■ EXCERPT:
Start
An examination of FIG. 4 makes it apparent that the off-set aspects of the workhead 12 and 18 makes it possible for the tool holders 116 of the tamping unit 16 and 22 to nest together to bring the tool elements 30 closely togther and that the tool shanks 112 of the tamping units 16 and 20 also are off-set to facilitate movement into close proximity at the beginning of the tamping cycle. Although the tool elements 30 of adjacent tamping units 14, 16, 20 and 22 extend in opposite directions from each other it will be noted that all of the working surfaces of all of the tool elements 30 are substantially aligned in a longitudinal direction parallel to the rail 24.

Each of the workheads 12 and 18 can be moved vertically either simultaneously as a unit or completely independently of each other. In some instances it may be desirable to operate only one of the tool workheads in which case the idle workhead can be retained in its elevated transport position by means of a hook 120 which can be seen in FIG. 6. The hook 120 engages a pin 121 to prevent downward vertical movement of the workhead 12. When it is desired to place the workhead 12 in condition to be lowered, the hook 120 can be pivoted relative to pin 121 by means of a hydraulic actuator 122 having one end connected to the beam 70 and the other end connected to the hook 120. A similar lock arrangement incorporating a hook 120 and pin 121 can be provided for the rearward workhead 18 but is not shown in the drawing.
End
■ PROBLEMS:
(a) Set down the passage of the workhead excerpt starting with "An examination of" and going on through "the rail 24.", keeping every word and mark unchanged.
(b) In the paragraph of the workhead excerpt that begins "Each of the workheads," name every part that has a reference numeral, giving each with its numeral.
The data after this sentence has no role in this work.

■ SOURCE DATA:
Start
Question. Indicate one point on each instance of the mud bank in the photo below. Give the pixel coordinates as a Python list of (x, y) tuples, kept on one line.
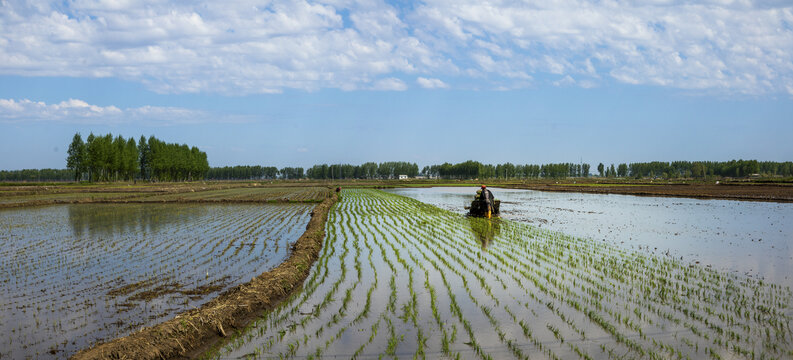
[(189, 332)]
End
■ THE ANSWERS:
(a)
An examination of FIG. 4 makes it apparent that the off-set aspects of the workhead 12 and 18 makes it possible for the tool holders 116 of the tamping unit 16 and 22 to nest together to bring the tool elements 30 closely togther and that the tool shanks 112 of the tamping units 16 and 20 also are off-set to facilitate movement into close proximity at the beginning of the tamping cycle. Although the tool elements 30 of adjacent tamping units 14, 16, 20 and 22 extend in opposite directions from each other it will be noted that all of the working surfaces of all of the tool elements 30 are substantially aligned in a longitudinal direction parallel to the rail 24.

(b)
Workhead 12
Workhead 18
Hook 120
Pin 121
Hydraulic actuator 122
Beam 70